§ **TEXT**
:::
When I first saw a decision being made without any decision-making I was trapped with hundreds of my fellow community members in a fertilizer factory in Western Colorado. The place stank like anything, and it was stifling hot. The towering sheet-metal roof was bellowing with thousands of gallons of water smashing down on it from an unstoppable herd of thunderclouds charging by thousands of feet above us. Jostling together in our sopping rain gear, we were not happy campers.

You may have guessed that this was not your usual intentional community. We were 400 people from all walks of life trying to live together in a tent city that moved 15 miles down the road every day or two. We joked that our lives were "in-tents". We were the 1986 cross-country Great Peace March for Global Nuclear Disarmament and we were getting ready to fall apart. (We'd already fallen apart once in the California desert when our sponsoring organization, Pro-Peace, went bankrupt and stranded all 1200 of us. 800 of us went home. The 400 of us trapped in the fertilizer factory were the ones who'd finally gotten rolling again after two weeks holed up on a Barstow MX track back in March looking for new support and leadership. But that's a whole 'nother story!)

At any rate, here it was June already and we were being eaten away from the inside by a conflict that just wouldn't stop -- the familiar war between "maintaining an acceptable appearance for the rest of the world," and "expressing our authentic selves." Nearly every community has its own version of this. Ours had been festering for almost two months before we landed in the fertilizer factory (we'd been decamping on its lawn when the storm rolled in). Our two polarized camps were: "We should march along in orderly rows to impress the media and maintain order in the face of traffic!" and "We should move at our own pace in a strung-out line so we can appreciate the natural world and chat with people in homes and schools we pass!" You can pretty much imagine who was on each side. And each side was ready to leave the march ... "if you people are going to wreck the march like that!"

But today we were momentarily drawn together by our common enemy, the rain. Taking advantage of our temporary communion, a few wise marchers set up a portable speaker system right there amidst the piles of odiferous chemicals, suggesting that anyone who wished to should take a 2-minute turn speaking into the microphone about our conflict. So we did that, with great passion and messiness.

"How can we talk about peace and then force everyone to march like a military unit?!!" "How do you expect to get disarmament if the media can make fun of us as a raggle-taggle mob of hippies?!!" "How do we expect to get to Washington if we can't get along?!!" "No one has a right to dictate to me how I walk!" "Someone's going to get hit by an upset motorist in some city if we don't get some discipline around here." "I get all my energy from the sky and the trees. If I'm too crowded with other people I lose touch with that." "Hey, folks, we're all in this together. We're just like the Russians and the Americans; we have to learn to resolve our conflicts peacefully."
:::
(Records of pointing to objects in photos)

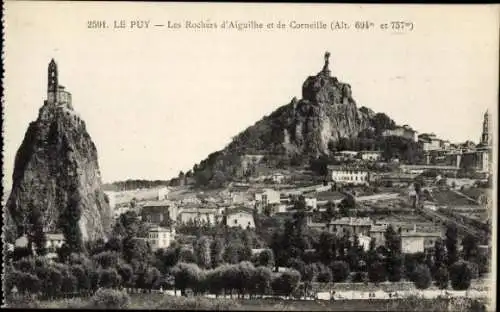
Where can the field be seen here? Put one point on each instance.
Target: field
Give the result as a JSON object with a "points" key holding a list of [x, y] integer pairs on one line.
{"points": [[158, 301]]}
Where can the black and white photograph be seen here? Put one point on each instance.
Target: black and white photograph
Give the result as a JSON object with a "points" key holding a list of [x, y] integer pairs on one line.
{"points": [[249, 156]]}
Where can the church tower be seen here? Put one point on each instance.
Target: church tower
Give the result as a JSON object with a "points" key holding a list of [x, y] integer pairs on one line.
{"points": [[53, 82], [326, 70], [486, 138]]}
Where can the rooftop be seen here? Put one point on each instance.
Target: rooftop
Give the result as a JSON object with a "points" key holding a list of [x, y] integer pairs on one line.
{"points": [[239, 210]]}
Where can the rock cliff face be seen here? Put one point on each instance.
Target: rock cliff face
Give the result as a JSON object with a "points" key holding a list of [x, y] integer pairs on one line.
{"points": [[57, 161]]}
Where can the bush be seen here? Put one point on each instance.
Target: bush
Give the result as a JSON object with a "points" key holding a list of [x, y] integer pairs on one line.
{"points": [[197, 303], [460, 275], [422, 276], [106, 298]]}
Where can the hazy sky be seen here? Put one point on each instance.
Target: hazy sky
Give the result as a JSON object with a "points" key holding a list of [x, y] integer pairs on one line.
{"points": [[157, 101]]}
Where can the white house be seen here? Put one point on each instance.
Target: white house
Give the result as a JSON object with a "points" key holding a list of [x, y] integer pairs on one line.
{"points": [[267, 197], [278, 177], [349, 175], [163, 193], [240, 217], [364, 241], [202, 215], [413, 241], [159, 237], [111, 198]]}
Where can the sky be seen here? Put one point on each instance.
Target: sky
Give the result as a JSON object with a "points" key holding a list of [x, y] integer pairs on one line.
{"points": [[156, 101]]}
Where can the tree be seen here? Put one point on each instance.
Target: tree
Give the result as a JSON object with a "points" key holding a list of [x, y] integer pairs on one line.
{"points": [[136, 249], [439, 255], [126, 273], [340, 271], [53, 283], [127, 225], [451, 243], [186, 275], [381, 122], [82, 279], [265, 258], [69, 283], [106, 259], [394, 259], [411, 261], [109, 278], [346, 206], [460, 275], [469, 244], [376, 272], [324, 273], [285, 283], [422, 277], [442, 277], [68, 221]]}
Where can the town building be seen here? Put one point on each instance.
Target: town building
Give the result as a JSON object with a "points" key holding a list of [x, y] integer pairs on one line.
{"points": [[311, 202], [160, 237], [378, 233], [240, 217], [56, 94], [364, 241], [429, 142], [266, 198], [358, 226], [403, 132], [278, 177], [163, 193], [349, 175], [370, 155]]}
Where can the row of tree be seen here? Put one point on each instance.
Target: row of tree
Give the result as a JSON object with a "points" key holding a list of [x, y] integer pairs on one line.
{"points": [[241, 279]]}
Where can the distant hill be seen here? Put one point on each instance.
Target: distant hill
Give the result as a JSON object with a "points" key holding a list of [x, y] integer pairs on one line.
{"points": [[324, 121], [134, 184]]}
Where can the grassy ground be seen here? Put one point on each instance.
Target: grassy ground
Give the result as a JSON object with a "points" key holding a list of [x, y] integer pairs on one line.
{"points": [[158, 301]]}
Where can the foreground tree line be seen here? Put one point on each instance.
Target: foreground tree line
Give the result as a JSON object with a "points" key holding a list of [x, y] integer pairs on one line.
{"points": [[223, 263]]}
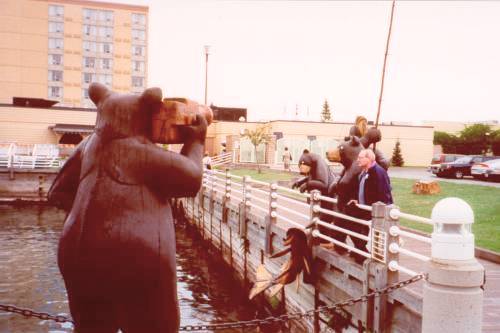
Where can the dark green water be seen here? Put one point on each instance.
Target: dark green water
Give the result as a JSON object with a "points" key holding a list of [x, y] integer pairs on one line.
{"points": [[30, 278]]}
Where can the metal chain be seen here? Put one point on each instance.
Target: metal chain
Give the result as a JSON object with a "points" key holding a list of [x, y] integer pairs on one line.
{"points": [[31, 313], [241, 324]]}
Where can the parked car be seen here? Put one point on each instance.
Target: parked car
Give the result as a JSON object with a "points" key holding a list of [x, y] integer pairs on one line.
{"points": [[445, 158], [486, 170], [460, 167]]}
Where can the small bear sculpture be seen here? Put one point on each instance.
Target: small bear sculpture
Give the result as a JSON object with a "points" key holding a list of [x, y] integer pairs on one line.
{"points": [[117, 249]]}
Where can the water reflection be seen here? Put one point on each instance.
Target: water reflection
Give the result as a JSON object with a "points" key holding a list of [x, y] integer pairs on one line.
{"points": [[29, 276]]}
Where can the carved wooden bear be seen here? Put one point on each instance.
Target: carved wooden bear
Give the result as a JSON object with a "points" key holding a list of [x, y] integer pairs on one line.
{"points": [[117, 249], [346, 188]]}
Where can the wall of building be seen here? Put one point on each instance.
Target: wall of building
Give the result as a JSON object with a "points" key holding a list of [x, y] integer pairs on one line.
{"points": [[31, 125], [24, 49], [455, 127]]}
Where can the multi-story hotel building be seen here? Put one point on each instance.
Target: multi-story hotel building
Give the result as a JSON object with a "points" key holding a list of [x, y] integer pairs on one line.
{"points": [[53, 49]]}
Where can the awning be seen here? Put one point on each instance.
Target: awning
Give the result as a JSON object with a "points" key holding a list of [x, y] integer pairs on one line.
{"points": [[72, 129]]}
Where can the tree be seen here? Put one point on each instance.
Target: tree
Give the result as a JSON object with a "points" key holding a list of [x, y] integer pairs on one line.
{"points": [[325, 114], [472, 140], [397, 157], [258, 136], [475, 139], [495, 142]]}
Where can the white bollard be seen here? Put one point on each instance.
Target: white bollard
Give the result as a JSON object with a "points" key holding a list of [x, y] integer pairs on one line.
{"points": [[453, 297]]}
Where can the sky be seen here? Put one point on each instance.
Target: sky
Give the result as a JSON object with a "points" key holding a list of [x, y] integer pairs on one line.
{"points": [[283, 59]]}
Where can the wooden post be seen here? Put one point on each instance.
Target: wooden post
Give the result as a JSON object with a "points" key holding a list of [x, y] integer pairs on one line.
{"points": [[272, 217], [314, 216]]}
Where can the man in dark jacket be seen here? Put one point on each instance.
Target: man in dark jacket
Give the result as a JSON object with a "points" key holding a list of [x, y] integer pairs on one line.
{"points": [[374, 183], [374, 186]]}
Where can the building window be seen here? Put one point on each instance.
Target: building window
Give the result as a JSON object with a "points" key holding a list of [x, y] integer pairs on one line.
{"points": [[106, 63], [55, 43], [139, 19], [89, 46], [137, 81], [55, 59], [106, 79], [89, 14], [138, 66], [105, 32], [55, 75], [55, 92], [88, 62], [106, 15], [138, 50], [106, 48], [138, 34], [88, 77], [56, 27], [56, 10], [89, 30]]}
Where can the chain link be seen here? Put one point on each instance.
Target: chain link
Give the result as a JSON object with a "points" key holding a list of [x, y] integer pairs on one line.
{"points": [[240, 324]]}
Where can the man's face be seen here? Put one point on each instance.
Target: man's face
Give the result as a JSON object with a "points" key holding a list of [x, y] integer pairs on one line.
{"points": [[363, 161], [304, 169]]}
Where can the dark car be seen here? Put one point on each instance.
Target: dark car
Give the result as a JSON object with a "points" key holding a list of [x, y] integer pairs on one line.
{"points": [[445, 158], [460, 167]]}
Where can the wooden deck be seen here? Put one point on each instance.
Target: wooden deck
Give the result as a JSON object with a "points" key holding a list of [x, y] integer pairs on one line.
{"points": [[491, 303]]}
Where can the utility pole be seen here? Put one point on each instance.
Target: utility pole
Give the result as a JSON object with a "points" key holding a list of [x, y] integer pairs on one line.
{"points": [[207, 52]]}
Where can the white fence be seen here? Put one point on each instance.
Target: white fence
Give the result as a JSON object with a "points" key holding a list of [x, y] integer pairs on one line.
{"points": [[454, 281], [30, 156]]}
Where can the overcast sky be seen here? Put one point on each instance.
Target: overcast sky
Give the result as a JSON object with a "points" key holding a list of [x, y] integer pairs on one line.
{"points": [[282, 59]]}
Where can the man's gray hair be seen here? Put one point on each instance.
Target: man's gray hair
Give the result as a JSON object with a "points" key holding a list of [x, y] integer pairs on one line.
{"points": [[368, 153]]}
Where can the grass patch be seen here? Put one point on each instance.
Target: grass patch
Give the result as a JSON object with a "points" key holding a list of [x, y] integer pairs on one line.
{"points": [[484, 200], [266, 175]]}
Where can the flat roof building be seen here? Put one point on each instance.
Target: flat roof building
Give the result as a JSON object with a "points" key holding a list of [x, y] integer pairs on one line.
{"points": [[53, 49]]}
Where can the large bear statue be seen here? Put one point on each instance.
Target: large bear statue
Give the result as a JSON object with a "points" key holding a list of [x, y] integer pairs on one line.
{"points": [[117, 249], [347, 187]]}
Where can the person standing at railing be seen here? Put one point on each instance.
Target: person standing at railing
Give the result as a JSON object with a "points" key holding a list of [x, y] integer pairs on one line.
:::
§ **THE EXERCISE**
Retype the peace march passage word for word, beginning at the words "You may have" and stopping after the words "whole 'nother story!)". This material is separate from the peace march passage.

§ **CORRECT RESULT**
You may have guessed that this was not your usual intentional community. We were 400 people from all walks of life trying to live together in a tent city that moved 15 miles down the road every day or two. We joked that our lives were "in-tents". We were the 1986 cross-country Great Peace March for Global Nuclear Disarmament and we were getting ready to fall apart. (We'd already fallen apart once in the California desert when our sponsoring organization, Pro-Peace, went bankrupt and stranded all 1200 of us. 800 of us went home. The 400 of us trapped in the fertilizer factory were the ones who'd finally gotten rolling again after two weeks holed up on a Barstow MX track back in March looking for new support and leadership. But that's a whole 'nother story!)